본문 발췌:
== == ==

Aspect-Category based Sentiment Analysis with Hierarchical Graph Convolutional Network (2020)
- Abstract
- Introduction
- Problem Formalization
- The Proposed Approach
- Feature Extraction with BERT
- Hier-GCN
- Category GCN Sub-Layer
- Category-Sentiment GCN Sub-Layer
- Hierarchical Prediction Integration
0. Abstract
대부분의 ABSA 연구들에서 말하는 “aspect”는..
- Explicit aspect (O)
- Implicit aspect (X)
둘 다 capture하기 위해, 이 논문은 Aspect-CATEGORY based sentiment analysis를 수행함
- (1) joint aspect category detection
- (2) category-oriented sentiment classification
ABSA task를 “category-sentiment hierarchy prediction”문제로써 바라본다.

== == ==

연습용 기록:
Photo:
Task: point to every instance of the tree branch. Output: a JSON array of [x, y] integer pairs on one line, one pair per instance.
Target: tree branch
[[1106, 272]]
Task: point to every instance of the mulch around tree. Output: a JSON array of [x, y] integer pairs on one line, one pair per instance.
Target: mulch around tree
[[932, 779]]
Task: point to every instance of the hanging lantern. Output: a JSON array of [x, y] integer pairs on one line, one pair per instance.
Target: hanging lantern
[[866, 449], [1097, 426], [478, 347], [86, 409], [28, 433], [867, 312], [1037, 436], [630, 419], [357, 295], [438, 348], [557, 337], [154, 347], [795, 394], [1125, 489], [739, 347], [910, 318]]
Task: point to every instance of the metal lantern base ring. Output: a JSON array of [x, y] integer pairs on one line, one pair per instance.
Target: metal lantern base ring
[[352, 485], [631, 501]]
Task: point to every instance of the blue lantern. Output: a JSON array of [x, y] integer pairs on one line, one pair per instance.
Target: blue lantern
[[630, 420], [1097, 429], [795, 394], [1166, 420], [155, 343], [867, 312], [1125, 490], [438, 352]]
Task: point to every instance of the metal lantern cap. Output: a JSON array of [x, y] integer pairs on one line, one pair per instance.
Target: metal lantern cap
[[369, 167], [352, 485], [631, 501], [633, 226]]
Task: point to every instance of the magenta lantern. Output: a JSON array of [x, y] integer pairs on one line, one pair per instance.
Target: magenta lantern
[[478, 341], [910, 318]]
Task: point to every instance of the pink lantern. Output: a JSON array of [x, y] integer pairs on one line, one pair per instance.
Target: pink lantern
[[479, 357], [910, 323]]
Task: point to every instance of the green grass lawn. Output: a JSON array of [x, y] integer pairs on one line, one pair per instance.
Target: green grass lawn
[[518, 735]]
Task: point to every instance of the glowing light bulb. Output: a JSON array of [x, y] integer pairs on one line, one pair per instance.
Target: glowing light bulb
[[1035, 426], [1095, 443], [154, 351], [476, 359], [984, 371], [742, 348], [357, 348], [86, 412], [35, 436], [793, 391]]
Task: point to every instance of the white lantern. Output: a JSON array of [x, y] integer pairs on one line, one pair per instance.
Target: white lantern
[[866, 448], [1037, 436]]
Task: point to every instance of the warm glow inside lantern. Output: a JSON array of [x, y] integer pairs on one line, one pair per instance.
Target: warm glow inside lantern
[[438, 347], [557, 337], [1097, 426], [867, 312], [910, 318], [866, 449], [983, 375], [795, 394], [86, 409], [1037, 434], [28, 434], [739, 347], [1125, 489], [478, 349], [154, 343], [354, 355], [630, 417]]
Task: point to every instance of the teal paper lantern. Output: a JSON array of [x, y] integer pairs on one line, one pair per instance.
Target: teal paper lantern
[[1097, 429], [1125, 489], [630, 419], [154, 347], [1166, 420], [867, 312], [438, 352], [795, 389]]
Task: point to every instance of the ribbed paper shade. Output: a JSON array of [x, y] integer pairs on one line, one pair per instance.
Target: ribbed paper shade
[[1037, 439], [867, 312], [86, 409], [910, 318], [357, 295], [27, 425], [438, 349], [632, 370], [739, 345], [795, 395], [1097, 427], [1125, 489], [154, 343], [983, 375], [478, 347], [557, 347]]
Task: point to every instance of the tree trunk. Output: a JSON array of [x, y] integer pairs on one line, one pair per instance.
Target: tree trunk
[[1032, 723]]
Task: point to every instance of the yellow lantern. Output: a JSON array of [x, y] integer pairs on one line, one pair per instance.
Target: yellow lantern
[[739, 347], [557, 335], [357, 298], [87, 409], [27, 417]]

== == ==

짧은 문제 1: 본문 발췌에서 “둘 다 capture하기 위해”로 시작하는 단락을 핵심 내용은 살려 더 짧게 다시 써라.
짧은 문제 2: 기록에서 “Task: point to every instance of the glowing”이 들어 있는 줄부터 “355], [630, 417]]”가 들어 있는 줄까지, 양 끝 줄을 포함해 전부 그대로 출력해라.
본문 발췌와 기록은 서로 관계없는 별개의 자료다.

풀이 답안 1: 이 논문은 explicit aspect와 implicit aspect를 모두 잡기 위해 Aspect-Category based sentiment analysis를 수행하며, 여기에는 (1) joint aspect category detection과 (2) category-oriented sentiment classification이 포함된다.

풀이 답안 2:
Task: point to every instance of the glowing light bulb. Output: a JSON array of [x, y] integer pairs on one line, one pair per instance.
Target: glowing light bulb
[[1035, 426], [1095, 443], [154, 351], [476, 359], [984, 371], [742, 348], [357, 348], [86, 412], [35, 436], [793, 391]]
Task: point to every instance of the white lantern. Output: a JSON array of [x, y] integer pairs on one line, one pair per instance.
Target: white lantern
[[866, 448], [1037, 436]]
Task: point to every instance of the warm glow inside lantern. Output: a JSON array of [x, y] integer pairs on one line, one pair per instance.
Target: warm glow inside lantern
[[438, 347], [557, 337], [1097, 426], [867, 312], [910, 318], [866, 449], [983, 375], [795, 394], [86, 409], [1037, 434], [28, 434], [739, 347], [1125, 489], [478, 349], [154, 343], [354, 355], [630, 417]]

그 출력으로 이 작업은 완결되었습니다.